------ Text provided ------

Trade union in India

The Hind Mazdoor Sabha (HMS) was formed by the Socialists in 1948 but has little real connection with the Socialist Party. It is one of the least political and most pragmatic trade-union federations in India. The HMS is affiliated with the International Confederation of Free Trade Unions.

==History==
The HMS was founded in Howrah in West Bengal on 29 December 1948, by socialists, All India Forward Bloc followers and independent unionists. Its founders included Basawon Singh (Sinha), Ashoka Mehta, R.S. Ruikar, Maniben Kara, Sibnath Banerjee, R.A. Khedgikar, T.S. Ramanujam, V.S. Mathur, G.G. Mehta. R.S. Ruikar was elected president and Ashok Mehta general secretary. HMS absorbed the Royist Indian Federation of Labour and the Hind Mazdoor Panchayat, which was formed in 1948 by socialists leaving the increasingly communist dominated AITUC. In March 1949, HMS claimed to have 380 affiliated unions with a combined membership of 618,802.

==Membership==
According to provisional statistics from the Ministry of Labour, HMS had a membership of 3,342,213 in 2002 (13% of the total trade union membership in the country).

All India Railwaymen's Federation, the largest trade union in the Indian Railways with a membership of 1.4 million is affiliated with Hind Mazdoor Sabha. All India Port and Dock Workers Federation, the largest trade union representing workers at India's 12 major government-owned ports is also affiliated with the Hind Mazdoor Sabha.

==International affiliations==
In 1949 HMS became a founding member of the ICFTU. Currently, it is affiliated with the International Trade Union Confederation.

------ Material shown ------

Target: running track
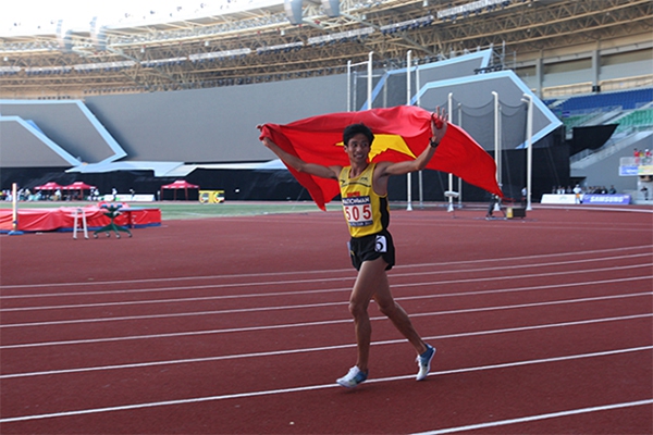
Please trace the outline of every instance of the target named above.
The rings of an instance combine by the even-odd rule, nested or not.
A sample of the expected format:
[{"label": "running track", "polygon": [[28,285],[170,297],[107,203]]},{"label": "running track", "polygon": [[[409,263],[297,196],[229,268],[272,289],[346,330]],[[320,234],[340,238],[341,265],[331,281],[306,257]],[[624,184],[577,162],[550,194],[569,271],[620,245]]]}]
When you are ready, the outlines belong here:
[{"label": "running track", "polygon": [[340,212],[2,236],[2,434],[650,434],[652,210],[395,211],[396,299],[355,362]]}]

------

- **Problem set**:
- A) Answer these questions from the text on the Hind Mazdoor Sabha:
(i) In what place and on what date was the HMS founded?
(ii) What was the HMS membership in 2002, according to the Ministry of Labour's provisional statistics?
(iii) How many members does the All India Railwaymen's Federation have?
- B) Reproduce the part of the text on the Hind Mazdoor Sabha between "Trade union in India" and "Free Trade Unions.", inclusive.
- C) For each statement, say whether it agrees with the text on the Hind Mazdoor Sabha. Answer yes or no, and quote the words from the text that decide it.
(i) R.S. Ruikar was elected president of the HMS.
(ii) In March 1949, the HMS claimed more than 500 affiliated unions.
(iii) The HMS became a founding member of the ICFTU in 1949.

- **Results**:
- A)
(i) Howrah in West Bengal, on 29 December 1948.
(ii) 3,342,213.
(iii) 1.4 million.

- B)
Trade union in India

The Hind Mazdoor Sabha (HMS) was formed by the Socialists in 1948 but has little real connection with the Socialist Party. It is one of the least political and most pragmatic trade-union federations in India. The HMS is affiliated with the International Confederation of Free Trade Unions.

- C)
(i) Yes: "R.S. Ruikar was elected president"
(ii) No: "In March 1949, HMS claimed to have 380 affiliated unions"
(iii) Yes: "In 1949 HMS became a founding member of the ICFTU."